EXCERPTED DATA Start Marker
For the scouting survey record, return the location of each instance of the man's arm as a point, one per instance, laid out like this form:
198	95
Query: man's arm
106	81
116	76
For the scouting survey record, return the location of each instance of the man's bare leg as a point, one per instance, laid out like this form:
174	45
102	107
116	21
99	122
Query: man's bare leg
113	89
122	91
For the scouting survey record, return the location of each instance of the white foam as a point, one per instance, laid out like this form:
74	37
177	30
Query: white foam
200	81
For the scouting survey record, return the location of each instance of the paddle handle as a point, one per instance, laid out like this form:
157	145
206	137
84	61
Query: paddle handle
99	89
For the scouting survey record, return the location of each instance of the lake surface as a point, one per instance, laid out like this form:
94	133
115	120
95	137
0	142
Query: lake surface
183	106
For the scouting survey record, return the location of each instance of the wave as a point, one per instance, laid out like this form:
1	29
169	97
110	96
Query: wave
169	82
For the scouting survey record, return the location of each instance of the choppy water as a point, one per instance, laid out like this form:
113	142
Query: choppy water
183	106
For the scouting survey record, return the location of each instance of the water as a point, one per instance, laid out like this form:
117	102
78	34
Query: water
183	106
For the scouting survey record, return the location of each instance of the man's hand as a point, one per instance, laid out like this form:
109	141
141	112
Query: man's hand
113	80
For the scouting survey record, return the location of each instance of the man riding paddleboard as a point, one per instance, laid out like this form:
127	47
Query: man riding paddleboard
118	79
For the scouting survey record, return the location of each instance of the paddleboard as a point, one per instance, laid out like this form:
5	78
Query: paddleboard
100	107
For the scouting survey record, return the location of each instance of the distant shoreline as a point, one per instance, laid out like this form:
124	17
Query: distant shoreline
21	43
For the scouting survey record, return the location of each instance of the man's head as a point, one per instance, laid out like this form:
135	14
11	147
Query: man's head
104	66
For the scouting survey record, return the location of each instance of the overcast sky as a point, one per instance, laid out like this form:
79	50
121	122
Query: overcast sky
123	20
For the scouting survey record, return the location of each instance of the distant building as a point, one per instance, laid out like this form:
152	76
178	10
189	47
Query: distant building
EXCERPTED DATA End Marker
• WORK ITEM
Would you set down every record again, exactly as it appears above?

• ANSWER TO THE EXERCISE
For the scouting survey record, return the location of each instance of the man's arm as a point, one per instance, laid out like this form:
198	95
Query: man's arm
106	81
116	76
For the scouting survey record, return the location of each instance of the man's bare leg as a point, one per instance, laid out like this form:
174	45
102	107
116	21
99	122
Query: man's bare leg
113	89
122	91
For the scouting survey record, return the location of each instance of the white foam as a point, one per instance, laid out like this form:
74	37
177	30
Query: white foam
200	81
For the scouting survey record, return the location of each instance of the paddle handle as a point, one per instance, laid out like this form:
157	145
206	137
84	61
Query: paddle handle
99	89
For the scouting survey record, return the location of each instance of the lake surface as a point, one per instance, laid out like this form:
94	133
115	120
95	137
0	142
Query: lake surface
183	106
For the scouting survey record, return the location of each instance of the wave as a point, one per instance, laid out like this form:
1	29
169	97
110	96
Query: wave
169	82
For the scouting survey record, return the location of each instance of the choppy water as a point, one per instance, laid out like this form:
113	142
Query: choppy water
183	106
For the scouting survey record, return the location of each instance of the water as a point, one per instance, laid out like this form:
117	102
78	34
Query: water
183	106
For the scouting survey record, return the location of each instance of the man's hand as a point, one per instance, laid out like this form:
109	141
141	112
Query: man's hand
113	80
For the scouting survey record, return the location of each instance of the man riding paddleboard as a point, one per instance, laid out like this form:
127	47
Query: man riding paddleboard
118	79
For the scouting survey record, return the location of each instance of the paddleboard as a point, one per instance, laid out like this form:
5	78
Query: paddleboard
100	107
For the scouting survey record, return the location of each instance of the distant shoreline as a point, one per instance, laid out like this form:
124	17
Query: distant shoreline
21	43
For the scouting survey record, return the location of each instance of the man's head as a point, one per instance, laid out like this form:
135	14
11	147
Query: man's head
104	66
For the scouting survey record, return the location of each instance of the overcast sky as a point, one per instance, laid out like this form:
79	50
121	122
Query: overcast sky
123	20
For the scouting survey record, return the location of each instance of the distant building as a point, one per instance, laid out like this form:
152	76
178	10
189	47
Query: distant building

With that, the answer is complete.